Rows in a dataset
---+---

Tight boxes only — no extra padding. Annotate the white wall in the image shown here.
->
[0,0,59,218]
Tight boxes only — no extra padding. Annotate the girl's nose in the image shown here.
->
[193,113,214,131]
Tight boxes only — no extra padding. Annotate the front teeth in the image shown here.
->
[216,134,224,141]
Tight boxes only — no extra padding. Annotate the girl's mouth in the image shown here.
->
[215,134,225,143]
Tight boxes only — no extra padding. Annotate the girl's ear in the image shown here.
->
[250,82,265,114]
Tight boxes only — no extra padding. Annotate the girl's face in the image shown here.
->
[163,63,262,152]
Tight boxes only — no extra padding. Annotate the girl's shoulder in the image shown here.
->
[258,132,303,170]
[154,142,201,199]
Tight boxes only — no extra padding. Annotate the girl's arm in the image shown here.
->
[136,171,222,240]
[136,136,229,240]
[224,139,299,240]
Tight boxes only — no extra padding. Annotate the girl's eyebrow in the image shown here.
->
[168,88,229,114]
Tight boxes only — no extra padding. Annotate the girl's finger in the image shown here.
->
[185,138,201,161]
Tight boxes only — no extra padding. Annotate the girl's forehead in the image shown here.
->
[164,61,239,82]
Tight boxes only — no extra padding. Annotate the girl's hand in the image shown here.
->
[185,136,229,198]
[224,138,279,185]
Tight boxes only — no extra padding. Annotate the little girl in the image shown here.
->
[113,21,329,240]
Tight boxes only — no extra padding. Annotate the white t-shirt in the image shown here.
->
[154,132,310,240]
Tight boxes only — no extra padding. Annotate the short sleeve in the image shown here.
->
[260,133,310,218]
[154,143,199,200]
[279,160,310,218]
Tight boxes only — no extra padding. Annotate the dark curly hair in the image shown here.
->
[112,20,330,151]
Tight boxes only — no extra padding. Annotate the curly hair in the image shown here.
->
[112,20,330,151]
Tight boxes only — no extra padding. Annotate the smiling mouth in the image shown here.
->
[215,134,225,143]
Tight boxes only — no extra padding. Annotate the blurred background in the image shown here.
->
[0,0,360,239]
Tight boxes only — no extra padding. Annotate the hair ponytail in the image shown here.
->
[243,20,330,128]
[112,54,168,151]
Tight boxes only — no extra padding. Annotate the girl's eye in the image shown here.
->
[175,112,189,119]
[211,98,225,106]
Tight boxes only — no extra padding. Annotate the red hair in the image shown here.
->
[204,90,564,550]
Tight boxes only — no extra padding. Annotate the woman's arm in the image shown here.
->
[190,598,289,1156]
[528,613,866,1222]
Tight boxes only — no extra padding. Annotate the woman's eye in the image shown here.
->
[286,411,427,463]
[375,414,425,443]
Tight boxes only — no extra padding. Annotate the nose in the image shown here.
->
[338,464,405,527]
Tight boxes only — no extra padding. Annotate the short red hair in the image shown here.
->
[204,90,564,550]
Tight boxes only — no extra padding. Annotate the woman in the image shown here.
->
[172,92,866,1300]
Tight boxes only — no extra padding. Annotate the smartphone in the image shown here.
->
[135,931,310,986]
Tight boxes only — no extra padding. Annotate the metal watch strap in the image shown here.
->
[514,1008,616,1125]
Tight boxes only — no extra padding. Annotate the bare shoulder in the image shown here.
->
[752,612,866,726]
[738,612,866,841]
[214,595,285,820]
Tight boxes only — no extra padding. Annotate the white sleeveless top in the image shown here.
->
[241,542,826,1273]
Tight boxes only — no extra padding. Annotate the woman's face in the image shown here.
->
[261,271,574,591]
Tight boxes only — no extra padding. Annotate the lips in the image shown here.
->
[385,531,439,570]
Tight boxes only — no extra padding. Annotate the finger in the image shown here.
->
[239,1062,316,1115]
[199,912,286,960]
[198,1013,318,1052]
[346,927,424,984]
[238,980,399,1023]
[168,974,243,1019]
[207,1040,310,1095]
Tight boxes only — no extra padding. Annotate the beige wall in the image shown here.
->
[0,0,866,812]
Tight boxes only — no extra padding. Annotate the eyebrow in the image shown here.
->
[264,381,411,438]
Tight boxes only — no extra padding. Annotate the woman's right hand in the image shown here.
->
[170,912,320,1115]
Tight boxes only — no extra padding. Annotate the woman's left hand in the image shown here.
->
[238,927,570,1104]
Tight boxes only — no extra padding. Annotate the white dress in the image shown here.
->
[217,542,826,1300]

---+---

**WHAT TO DO:**
Write out only the lines from the one that contains "Tight boxes only — no extra padding. Annotate the girl's nose" through the one that contains "[154,142,201,199]", keeping their requests unchanged. In those lines, rescale every bounding-box coordinate in the answers by multiplying it by 0.75 and rounding to a whole number, with halves rounding up.

**WRITTEN SOLUTION:**
Tight boxes only — no extra padding. Annotate the girl's nose in the image shown here.
->
[145,85,161,98]
Tight boxes only — no extra padding. Annotate the front teeth in the image shown here.
->
[162,101,168,106]
Tight boxes only — no extra padding. Annotate the girl's mouth in the image shown here.
->
[161,101,169,107]
Tight boxes only — no extra padding. Annotate the girl's ear in the image shown here.
->
[188,62,199,86]
Tight boxes only — no extra padding. Annotate the girl's face in the image shown here.
->
[122,47,197,114]
Tight boxes only — no extra padding. Annotate the girl's shoulder in the image shown here.
->
[194,99,227,128]
[116,107,151,149]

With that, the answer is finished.